Goal: Write out, word for word, only the lines from the one containing "Place one keypoint on each instance of the red brick" through the final line of the data.

Input:
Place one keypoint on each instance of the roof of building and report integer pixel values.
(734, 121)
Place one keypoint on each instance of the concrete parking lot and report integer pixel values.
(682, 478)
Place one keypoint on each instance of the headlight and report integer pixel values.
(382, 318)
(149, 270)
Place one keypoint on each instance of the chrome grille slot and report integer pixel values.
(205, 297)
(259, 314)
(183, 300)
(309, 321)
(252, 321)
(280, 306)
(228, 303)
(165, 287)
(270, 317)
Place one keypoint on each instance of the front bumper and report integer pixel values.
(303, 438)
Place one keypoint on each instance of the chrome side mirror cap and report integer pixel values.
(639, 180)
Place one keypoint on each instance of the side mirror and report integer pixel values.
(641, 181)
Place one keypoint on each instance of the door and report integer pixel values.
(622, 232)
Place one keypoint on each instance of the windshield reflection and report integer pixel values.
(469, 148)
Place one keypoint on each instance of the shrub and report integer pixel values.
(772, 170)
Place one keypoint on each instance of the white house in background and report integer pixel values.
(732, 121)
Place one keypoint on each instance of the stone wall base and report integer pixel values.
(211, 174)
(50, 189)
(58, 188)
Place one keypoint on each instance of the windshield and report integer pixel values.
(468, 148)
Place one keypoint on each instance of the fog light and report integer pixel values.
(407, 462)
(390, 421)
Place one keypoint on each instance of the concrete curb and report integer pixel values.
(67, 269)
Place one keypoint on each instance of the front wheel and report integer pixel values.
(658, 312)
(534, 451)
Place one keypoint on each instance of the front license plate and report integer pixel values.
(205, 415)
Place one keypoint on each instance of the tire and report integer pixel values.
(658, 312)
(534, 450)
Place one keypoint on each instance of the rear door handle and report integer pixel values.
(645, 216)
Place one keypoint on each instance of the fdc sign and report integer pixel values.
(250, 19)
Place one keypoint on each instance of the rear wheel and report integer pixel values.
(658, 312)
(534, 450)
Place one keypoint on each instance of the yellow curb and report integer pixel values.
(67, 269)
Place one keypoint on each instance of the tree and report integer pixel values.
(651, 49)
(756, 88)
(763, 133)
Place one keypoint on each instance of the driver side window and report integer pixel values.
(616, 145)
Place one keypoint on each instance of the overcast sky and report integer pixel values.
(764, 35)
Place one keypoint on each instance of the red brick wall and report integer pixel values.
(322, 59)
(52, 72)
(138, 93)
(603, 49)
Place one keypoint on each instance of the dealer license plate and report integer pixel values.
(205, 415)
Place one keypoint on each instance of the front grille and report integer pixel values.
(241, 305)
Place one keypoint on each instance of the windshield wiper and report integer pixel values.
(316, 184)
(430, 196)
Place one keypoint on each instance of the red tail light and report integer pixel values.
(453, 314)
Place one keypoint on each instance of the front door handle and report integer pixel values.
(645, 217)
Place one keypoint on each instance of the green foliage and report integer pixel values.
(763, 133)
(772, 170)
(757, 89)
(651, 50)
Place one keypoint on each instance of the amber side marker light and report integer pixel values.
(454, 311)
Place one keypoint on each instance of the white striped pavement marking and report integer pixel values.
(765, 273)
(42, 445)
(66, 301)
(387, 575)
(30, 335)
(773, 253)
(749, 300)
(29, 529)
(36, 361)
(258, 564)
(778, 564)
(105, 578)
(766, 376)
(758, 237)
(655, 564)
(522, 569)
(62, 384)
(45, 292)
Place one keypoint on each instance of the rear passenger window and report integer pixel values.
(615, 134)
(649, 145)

Written solution:
Place one keypoint on each instance of the red brick wall and report integer pixel values.
(322, 59)
(52, 72)
(138, 93)
(603, 49)
Place one keypoint on each instance of the dealer license plate and report integer pixel values.
(205, 415)
Place one keypoint on each instance of the front grille and report integer pixel values.
(241, 305)
Place one keypoint on each instance of the windshield wiper and report integer pixel values.
(316, 184)
(430, 196)
Place one keypoint on each instance of the red tail light and report integer pixel values.
(453, 314)
Place one keypoint on each instance of the front door handle and report integer pixel values.
(645, 217)
Place one keypoint on each instance of the green foliage and report integer pixel values.
(763, 133)
(772, 170)
(757, 89)
(651, 50)
Place one keypoint on each instance of the amber side marker light and report integer pixel values.
(454, 311)
Place one keypoint on each instance of the white striped pavement marking and report integer pixel values.
(765, 273)
(42, 445)
(66, 301)
(387, 575)
(30, 335)
(773, 253)
(749, 300)
(29, 529)
(36, 361)
(258, 564)
(778, 564)
(105, 578)
(766, 376)
(758, 237)
(655, 564)
(522, 569)
(62, 384)
(45, 292)
Place one keypoint on each instance of the rear passenger window and report integer pixel values.
(615, 134)
(649, 145)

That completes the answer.